Reproduce only the records from the line with "the white glove?" to the line with "x=126 y=186", both included, with every occurrence of "helmet ear hole" changed to "helmet earhole" and nothing else altered.

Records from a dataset
-- START --
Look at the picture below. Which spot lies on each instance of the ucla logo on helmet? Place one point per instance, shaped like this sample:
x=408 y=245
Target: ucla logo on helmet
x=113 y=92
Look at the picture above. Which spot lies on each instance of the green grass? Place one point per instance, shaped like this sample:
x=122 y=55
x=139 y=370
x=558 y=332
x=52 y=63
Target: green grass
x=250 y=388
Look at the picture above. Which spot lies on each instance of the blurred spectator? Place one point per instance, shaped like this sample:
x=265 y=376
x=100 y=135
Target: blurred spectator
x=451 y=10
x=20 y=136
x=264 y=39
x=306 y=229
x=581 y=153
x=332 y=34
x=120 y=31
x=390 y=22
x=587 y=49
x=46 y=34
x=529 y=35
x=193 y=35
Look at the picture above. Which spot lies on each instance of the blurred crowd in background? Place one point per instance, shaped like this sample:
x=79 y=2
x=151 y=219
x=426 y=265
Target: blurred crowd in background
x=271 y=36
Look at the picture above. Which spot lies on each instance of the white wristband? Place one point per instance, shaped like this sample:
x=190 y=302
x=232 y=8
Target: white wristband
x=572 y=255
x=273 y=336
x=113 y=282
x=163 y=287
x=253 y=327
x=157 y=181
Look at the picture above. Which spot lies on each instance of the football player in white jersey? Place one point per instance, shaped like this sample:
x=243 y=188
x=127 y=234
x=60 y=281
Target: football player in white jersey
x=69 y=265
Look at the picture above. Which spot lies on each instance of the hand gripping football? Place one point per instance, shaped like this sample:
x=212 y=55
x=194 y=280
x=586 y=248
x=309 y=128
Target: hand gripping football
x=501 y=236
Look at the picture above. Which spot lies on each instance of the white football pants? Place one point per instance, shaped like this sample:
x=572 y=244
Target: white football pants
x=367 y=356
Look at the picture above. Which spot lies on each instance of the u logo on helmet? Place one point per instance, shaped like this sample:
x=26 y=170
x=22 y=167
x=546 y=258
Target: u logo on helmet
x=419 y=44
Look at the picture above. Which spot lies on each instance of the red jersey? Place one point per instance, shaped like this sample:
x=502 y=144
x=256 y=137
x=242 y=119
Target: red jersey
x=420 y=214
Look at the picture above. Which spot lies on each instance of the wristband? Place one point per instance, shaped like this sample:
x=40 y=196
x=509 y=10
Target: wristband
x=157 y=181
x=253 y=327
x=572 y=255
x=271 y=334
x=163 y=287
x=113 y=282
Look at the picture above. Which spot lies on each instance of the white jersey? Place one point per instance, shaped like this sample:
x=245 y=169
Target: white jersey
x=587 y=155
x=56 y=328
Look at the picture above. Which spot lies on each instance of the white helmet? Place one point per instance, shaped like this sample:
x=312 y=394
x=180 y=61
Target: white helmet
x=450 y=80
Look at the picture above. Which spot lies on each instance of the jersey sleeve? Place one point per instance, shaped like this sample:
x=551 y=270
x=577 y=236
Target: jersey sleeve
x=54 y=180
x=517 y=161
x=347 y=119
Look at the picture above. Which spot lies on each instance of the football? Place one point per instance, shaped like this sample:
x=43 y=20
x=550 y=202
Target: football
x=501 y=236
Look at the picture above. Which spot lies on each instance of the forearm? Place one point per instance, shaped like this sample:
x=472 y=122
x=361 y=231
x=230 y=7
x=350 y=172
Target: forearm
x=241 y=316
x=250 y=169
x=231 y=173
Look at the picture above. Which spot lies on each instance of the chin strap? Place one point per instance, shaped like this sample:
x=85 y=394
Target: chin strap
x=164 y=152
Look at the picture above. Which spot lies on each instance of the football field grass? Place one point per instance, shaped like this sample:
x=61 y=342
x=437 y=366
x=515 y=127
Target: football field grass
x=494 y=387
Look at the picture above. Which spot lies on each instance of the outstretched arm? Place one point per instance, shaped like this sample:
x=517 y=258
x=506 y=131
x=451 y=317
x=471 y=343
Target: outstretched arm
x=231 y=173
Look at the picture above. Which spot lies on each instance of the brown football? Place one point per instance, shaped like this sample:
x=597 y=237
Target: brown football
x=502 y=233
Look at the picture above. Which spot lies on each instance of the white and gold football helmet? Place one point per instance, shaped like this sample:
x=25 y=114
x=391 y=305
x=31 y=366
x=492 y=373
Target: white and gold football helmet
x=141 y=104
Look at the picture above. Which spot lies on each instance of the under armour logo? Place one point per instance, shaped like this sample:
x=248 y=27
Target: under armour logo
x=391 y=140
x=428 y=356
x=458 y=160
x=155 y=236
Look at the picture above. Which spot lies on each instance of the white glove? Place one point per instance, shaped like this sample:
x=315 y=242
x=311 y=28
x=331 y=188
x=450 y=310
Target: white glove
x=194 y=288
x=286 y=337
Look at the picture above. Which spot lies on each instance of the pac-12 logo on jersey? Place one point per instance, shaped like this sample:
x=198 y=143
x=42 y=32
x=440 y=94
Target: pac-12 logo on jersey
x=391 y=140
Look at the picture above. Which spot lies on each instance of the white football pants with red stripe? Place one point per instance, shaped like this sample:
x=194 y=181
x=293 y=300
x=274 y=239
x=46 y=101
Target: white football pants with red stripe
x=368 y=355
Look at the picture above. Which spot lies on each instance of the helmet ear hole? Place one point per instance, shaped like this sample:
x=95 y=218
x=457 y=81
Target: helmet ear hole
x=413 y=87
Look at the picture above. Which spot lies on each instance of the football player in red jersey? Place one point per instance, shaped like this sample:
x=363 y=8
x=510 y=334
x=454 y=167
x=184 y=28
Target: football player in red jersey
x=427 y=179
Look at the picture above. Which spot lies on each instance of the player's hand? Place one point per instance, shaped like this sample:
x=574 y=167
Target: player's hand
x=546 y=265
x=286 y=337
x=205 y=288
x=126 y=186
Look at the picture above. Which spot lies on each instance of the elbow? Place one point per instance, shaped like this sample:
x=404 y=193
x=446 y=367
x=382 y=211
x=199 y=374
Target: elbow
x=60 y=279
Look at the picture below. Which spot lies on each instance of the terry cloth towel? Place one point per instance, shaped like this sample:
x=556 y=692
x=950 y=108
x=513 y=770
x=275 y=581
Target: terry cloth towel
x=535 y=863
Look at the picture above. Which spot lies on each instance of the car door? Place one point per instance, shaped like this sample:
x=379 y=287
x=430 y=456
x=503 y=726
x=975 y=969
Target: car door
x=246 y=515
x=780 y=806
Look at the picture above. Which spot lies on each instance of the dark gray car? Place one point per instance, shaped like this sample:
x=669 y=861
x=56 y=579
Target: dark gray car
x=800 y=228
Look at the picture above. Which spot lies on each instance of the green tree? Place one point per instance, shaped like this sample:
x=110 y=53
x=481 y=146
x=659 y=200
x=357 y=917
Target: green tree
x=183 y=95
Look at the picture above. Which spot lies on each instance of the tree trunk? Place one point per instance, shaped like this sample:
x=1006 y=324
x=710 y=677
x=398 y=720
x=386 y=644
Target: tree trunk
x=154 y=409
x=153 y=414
-- END --
→ **OUTPUT**
Look at the picture above. Which spot lies on each instance of the white glove? Place one point per instance, shaped like this sample:
x=315 y=242
x=311 y=28
x=331 y=188
x=450 y=310
Target: white glove
x=194 y=288
x=286 y=337
Look at the picture above. Which spot lies on each instance of the pac-12 logo on jersey? Place one point per instance, shaped like this sample:
x=198 y=143
x=42 y=32
x=440 y=94
Target: pac-12 logo on jersey
x=391 y=140
Look at the picture above. Which spot lies on each instance of the white football pants with red stripe? Place one point per instance, shaped like this sample:
x=194 y=181
x=293 y=300
x=274 y=239
x=46 y=101
Target: white football pants with red stripe
x=368 y=355
Look at the picture above. Which spot lies on each instance of the helmet earhole? Place one point per instance, shaped like this sample:
x=95 y=218
x=457 y=81
Target: helmet earhole
x=413 y=87
Look at the picture above. Which spot lies on each instance of the football player in red jersey? Place one point per instance, shaped like this sample:
x=363 y=8
x=510 y=334
x=454 y=167
x=184 y=28
Target: football player in red jersey
x=427 y=179
Look at the picture above. Which spot lies on each instance of the player's hand? Place one point per instance, shaped like this sample:
x=574 y=167
Target: player's hand
x=546 y=265
x=286 y=337
x=205 y=288
x=126 y=186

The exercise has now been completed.